Rewrite the material below from the line with "Outline all occurrences of dry grass." to the line with "[252,191,288,243]", keeping every line and shifting each bounding-box coordinate by -54. Give only those lines.

════════════════

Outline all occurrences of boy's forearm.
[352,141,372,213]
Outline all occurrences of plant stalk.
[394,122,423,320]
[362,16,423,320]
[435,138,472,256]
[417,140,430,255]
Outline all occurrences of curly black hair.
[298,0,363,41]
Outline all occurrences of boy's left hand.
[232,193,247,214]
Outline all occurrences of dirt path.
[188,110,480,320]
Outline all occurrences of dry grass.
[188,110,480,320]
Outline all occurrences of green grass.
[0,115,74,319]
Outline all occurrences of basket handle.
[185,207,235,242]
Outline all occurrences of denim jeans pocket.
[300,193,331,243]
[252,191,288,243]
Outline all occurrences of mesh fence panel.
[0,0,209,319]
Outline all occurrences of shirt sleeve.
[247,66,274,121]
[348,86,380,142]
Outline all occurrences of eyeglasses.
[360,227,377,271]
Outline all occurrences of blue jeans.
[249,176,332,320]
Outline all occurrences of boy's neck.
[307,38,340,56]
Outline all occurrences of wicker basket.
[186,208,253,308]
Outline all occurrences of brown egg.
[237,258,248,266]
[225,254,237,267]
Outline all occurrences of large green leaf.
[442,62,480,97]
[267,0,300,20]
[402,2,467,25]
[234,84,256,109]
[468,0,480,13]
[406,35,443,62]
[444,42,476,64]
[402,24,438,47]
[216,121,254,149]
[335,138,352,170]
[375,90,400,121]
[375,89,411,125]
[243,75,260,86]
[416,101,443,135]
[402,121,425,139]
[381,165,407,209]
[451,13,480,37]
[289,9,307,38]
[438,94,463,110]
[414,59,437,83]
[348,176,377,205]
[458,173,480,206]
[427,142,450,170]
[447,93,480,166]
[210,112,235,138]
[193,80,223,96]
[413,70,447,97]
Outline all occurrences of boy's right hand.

════════════════

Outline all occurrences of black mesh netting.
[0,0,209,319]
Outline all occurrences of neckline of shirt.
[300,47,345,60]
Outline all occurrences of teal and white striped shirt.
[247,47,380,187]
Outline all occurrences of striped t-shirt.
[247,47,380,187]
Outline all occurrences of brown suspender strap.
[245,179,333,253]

════════════════

• _EXPECTED ANSWER_
Outline all occurrences of dry grass.
[134,56,426,266]
Outline all occurrences of green grass.
[-54,61,20,265]
Outline all occurrences of basket handle.
[131,153,181,188]
Outline all occurrences of denim jeans pocket.
[246,139,277,189]
[198,137,234,189]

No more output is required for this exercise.